Work instructions
Transcribe exactly, and only, the lines from the one containing "Put a dot on the carved" through the end of the entries below, leaving the pictures out.

** Records shown follows **

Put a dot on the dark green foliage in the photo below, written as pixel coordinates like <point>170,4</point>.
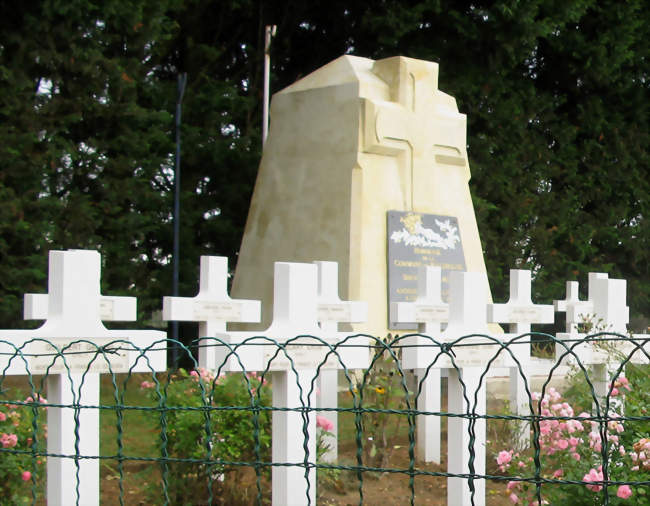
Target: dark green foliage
<point>555,94</point>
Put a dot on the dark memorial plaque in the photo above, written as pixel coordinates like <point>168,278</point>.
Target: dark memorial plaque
<point>416,239</point>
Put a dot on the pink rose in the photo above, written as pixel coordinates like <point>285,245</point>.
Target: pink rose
<point>504,457</point>
<point>324,423</point>
<point>624,492</point>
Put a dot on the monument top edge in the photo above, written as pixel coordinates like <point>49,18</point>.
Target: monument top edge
<point>348,69</point>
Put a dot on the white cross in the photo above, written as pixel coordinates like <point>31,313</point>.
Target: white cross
<point>520,312</point>
<point>73,314</point>
<point>415,123</point>
<point>467,315</point>
<point>332,311</point>
<point>428,311</point>
<point>576,310</point>
<point>295,313</point>
<point>607,305</point>
<point>111,309</point>
<point>212,307</point>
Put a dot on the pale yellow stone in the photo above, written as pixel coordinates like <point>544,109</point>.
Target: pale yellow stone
<point>347,143</point>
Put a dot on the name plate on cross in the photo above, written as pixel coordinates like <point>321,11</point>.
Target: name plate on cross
<point>305,353</point>
<point>226,310</point>
<point>415,240</point>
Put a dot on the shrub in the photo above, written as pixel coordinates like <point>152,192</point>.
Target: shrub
<point>572,448</point>
<point>218,426</point>
<point>19,471</point>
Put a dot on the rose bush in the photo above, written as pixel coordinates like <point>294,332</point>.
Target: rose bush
<point>571,447</point>
<point>19,471</point>
<point>214,437</point>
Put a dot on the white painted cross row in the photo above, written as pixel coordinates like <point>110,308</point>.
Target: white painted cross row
<point>467,315</point>
<point>212,307</point>
<point>73,309</point>
<point>520,312</point>
<point>607,307</point>
<point>331,311</point>
<point>295,310</point>
<point>428,311</point>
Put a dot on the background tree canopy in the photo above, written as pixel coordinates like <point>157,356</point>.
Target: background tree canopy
<point>556,95</point>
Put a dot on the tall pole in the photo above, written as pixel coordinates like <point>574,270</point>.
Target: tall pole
<point>182,81</point>
<point>270,32</point>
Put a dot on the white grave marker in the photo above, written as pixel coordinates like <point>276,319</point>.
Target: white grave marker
<point>212,307</point>
<point>73,314</point>
<point>608,306</point>
<point>295,313</point>
<point>331,311</point>
<point>468,315</point>
<point>520,313</point>
<point>577,311</point>
<point>428,311</point>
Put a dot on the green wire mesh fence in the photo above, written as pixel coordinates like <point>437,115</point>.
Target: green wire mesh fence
<point>195,436</point>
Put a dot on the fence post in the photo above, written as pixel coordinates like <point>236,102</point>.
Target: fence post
<point>331,311</point>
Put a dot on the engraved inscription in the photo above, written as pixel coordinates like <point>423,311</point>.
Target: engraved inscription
<point>333,312</point>
<point>226,310</point>
<point>304,356</point>
<point>106,309</point>
<point>525,314</point>
<point>417,239</point>
<point>431,313</point>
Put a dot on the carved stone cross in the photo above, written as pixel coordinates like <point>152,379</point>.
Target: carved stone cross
<point>417,125</point>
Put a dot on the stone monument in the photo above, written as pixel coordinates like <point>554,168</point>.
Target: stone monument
<point>365,165</point>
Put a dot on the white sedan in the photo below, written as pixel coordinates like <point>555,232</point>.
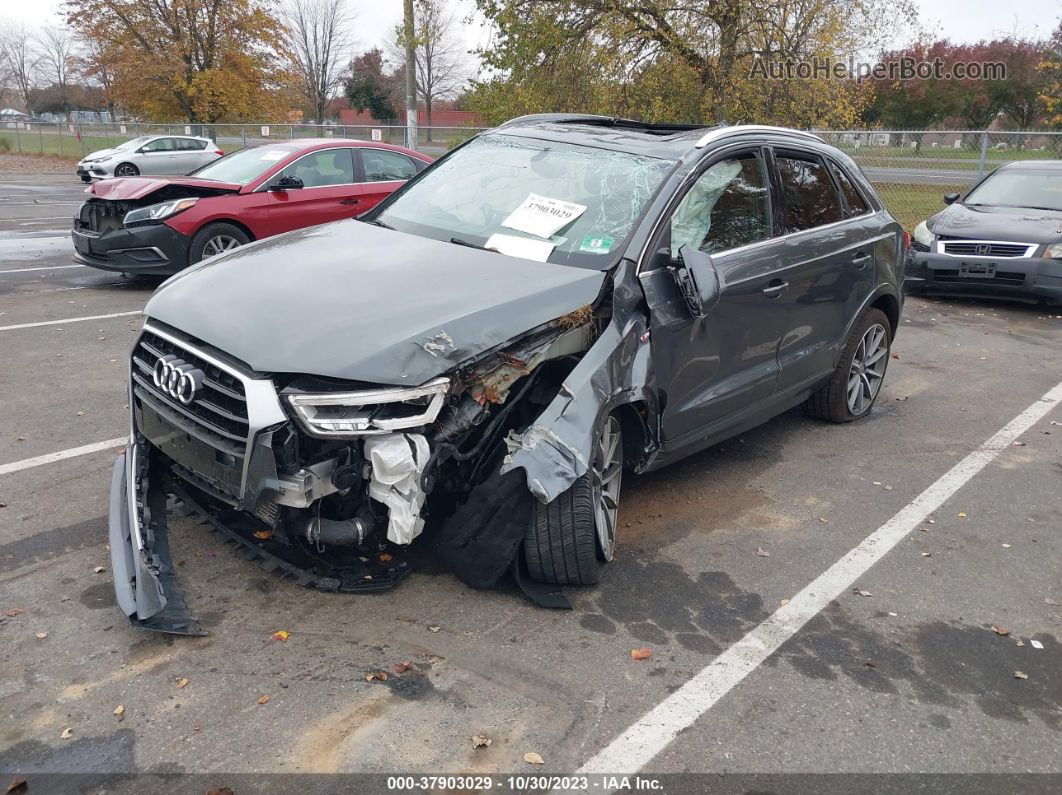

** End of Records shown **

Result of this exercise
Put a dot on the carved stone cross in the photo above, written as pixel coordinates like <point>152,379</point>.
Target: carved stone cross
<point>417,125</point>
Put a dot on the stone monument in the photo above, written as pixel coordinates like <point>554,168</point>.
Target: stone monument
<point>365,165</point>
Put a dot on the white sedan in the photo below, written as pixel coordinates like <point>555,232</point>.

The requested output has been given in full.